• **ASSIGNED TASK A**
In the article on rejuvenated human eggs, what protein was found to decline in eggs with age?
• **ASSIGNED TASK B**
Summarize the article on rejuvenated human eggs in two sentences.
• **ASSIGNED TASK C**
Continue the article on rejuvenated human eggs from the point where it stops.

• **SOURCE EXTRACT**
Ageing
‘Rejuvenated’ eggs raise hopes for improved IVF outcomes
Scientists say they have ‘rejuvenated’ human eggs, in work that could improve IVF success rates for older women.
The team reports that an age-related defect causing genetic errors in embryos may be reversed by supplementing eggs with a key protein.
In eggs donated by fertility patients, microinjection of the protein cut the share showing the defect from 53 per cent to 29 per cent.
The findings were presented at the British Fertility Conference in Edinburgh by researchers from the Max Planck Institute for Multidisciplinary Sciences in Göttingen.
The technique is being commercialised by Ovo Labs, co-founded by professor Melina Schuh, who led the research.
The approach targets problems in meiosis, the process where eggs halve their genetic material before fertilisation.
In older eggs, chromosome pairs can loosen and separate too soon, leading to embryos with too many or too few chromosomes, known as aneuploidy.
The researchers found levels of a protein called Shugoshin 1, which helps hold chromosome pairs together, decline with age. Microinjections appeared to restore this “molecular glue” and reduce errors.
Professor Schuh said: “Overall we can nearly halve the number of eggs with [abnormal] chromosomes. That’s a very prominent improvement.
“Most women in their early 40s do have eggs, but nearly all of the eggs have incorrect chromosome numbers. This was the motivation for wanting to address this problem.
“What is really beautiful is that we identified a single protein that, with age, goes down, returned it to young levels and it has a big effect.

• **EXTRACTED ENTRIES**
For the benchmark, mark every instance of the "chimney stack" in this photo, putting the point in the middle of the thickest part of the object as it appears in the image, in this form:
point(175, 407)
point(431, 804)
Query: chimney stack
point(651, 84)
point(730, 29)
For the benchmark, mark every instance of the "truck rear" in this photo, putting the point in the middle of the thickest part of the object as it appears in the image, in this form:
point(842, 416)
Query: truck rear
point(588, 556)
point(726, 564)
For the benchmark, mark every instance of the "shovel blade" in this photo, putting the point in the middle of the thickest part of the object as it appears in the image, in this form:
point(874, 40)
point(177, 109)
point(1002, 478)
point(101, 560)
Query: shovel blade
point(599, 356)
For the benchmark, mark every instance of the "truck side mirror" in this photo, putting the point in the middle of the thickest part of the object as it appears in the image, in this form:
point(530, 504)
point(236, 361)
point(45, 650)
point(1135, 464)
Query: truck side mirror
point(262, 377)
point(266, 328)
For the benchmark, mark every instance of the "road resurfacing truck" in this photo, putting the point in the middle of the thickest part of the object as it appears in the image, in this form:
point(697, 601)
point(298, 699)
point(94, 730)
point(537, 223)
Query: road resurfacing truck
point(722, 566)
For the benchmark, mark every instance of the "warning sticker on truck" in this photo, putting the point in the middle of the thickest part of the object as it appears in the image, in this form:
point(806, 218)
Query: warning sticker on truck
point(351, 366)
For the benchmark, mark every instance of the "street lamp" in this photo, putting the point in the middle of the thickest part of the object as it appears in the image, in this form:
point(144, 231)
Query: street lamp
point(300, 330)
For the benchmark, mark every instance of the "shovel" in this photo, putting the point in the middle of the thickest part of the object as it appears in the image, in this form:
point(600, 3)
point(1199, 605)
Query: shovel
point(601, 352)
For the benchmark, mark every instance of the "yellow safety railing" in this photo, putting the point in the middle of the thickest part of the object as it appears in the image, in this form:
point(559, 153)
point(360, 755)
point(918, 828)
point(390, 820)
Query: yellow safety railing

• **ANSWER SPACE A**
Shugoshin 1, a protein that helps hold chromosome pairs together.

• **ANSWER SPACE B**
Researchers from the Max Planck Institute for Multidisciplinary Sciences report that injecting eggs with the protein Shugoshin 1, which declines with age and helps hold chromosome pairs together, may reverse an age-related defect that causes genetic errors in embryos. In eggs donated by fertility patients, this cut the share showing the defect from 53 per cent to 29 per cent, a finding that could improve IVF success rates for older women.

• **ANSWER SPACE C**
We are just restoring the younger situation again with this approach.
Declining egg quality is a major reason IVF success rates fall steeply with age.
UK figures show an average birth rate of 35 per cent per embryo transferred for patients under 35, dropping to 5 per cent for women aged 43 to 44.
Dr Agata Zielinska, co-founder and co-chief executive of Ovo Labs, said: “Currently, when it comes to female factor infertility, the only solution that’s available to most patients is trying IVF multiple times so that, cumulatively, your likelihood of success increases.
“What we envision is that many more women would be able to conceive within a single IVF cycle.”
The approach would not extend fertility beyond menopause.
The team is in talks with regulators about a clinical trial.
Dr Güneş Taylor, of the University of Edinburgh, who was not involved, said: “This is really important work because we need approaches that work for older eggs because that’s the point at which most women appear.
“If there’s a one-shot injection that substantially increases the number of eggs with properly organised chromosomes, that gives you a better starting point.”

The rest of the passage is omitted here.